◆ **WHAT IS ASKED**:
Give the entries again exactly, every one of them.

[Some records]
— begin —
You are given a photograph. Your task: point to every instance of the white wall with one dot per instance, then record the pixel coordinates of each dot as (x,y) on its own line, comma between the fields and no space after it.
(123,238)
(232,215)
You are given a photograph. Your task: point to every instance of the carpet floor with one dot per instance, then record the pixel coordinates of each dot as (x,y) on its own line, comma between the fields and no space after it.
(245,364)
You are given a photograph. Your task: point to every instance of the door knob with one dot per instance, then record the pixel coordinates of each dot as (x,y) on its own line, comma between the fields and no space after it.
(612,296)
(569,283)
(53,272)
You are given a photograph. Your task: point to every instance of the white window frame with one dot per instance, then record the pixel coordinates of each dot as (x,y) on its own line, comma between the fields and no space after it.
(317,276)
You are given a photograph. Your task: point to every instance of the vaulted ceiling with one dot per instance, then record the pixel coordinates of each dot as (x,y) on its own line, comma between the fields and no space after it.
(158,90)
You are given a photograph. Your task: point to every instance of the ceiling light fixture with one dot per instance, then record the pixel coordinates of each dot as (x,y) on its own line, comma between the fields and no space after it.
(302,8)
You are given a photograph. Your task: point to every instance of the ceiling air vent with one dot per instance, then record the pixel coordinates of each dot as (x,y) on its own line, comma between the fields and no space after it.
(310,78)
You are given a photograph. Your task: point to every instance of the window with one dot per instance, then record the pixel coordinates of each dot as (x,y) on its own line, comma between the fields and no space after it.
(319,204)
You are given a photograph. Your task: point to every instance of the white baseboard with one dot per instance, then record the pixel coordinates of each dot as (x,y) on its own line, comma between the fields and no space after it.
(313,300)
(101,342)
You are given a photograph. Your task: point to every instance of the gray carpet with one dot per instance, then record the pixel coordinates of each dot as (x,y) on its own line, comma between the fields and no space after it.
— end —
◆ **TASK SOLUTION**:
You are given a photograph. Your task: point to every instance of the white wall with one dot per instance, then record the pixel coordinates of each dot as (x,y) on its own line, comma between the fields and no space after it.
(123,238)
(232,215)
You are given a photograph. Your task: point to every instance of the carpet floor with one dot per instance, then record the pixel coordinates of each dot as (x,y) on its own line, comma between the fields and no space after it.
(245,364)
You are given a photograph. Your task: point to every instance of the door knob with one dot per instance, then record the pixel coordinates of each dot as (x,y) on its own line, comma between the fields and no space after it.
(612,296)
(569,283)
(53,272)
You are given a photograph. Your task: point to every instance of the white window frame with one dot per instance, then record the pixel coordinates of each dot as (x,y) on its own line, comma between the fields and no space after it.
(317,276)
You are given a photograph. Your task: point to every instance of the vaulted ceiling with one dot per instance, then record the pixel coordinates of each dot as (x,y) on its own line, comma between the fields and no space after it.
(158,90)
You are given a photograph. Your task: point to every instance of the ceiling light fixture with one dot per instance, then record the pixel coordinates of each dot as (x,y) on its own line, comma between the fields and no space after it.
(302,8)
You are given a photograph. Your task: point to every instance of the ceiling air vent with one dot per instance, then record the pixel coordinates of each dot as (x,y) on its own line, comma between the fields and no space after it.
(310,78)
You are given a photograph. Your task: point to every instance of the window with one dot per instance, then record the pixel coordinates of each dot as (x,y) on its own line, comma between the fields and no space after it.
(319,204)
You are given a photograph. Your task: point to every instance of the white baseboard with one dot per instance, then record the pixel coordinates of each dot as (x,y) on its own line, comma between the fields and no space after it.
(313,300)
(101,342)
You are given a photograph. Your task: point to every instance of the gray carpet with one dot per instance, then record the pixel coordinates of each dot as (x,y) on its own line, comma between the fields and no space after it.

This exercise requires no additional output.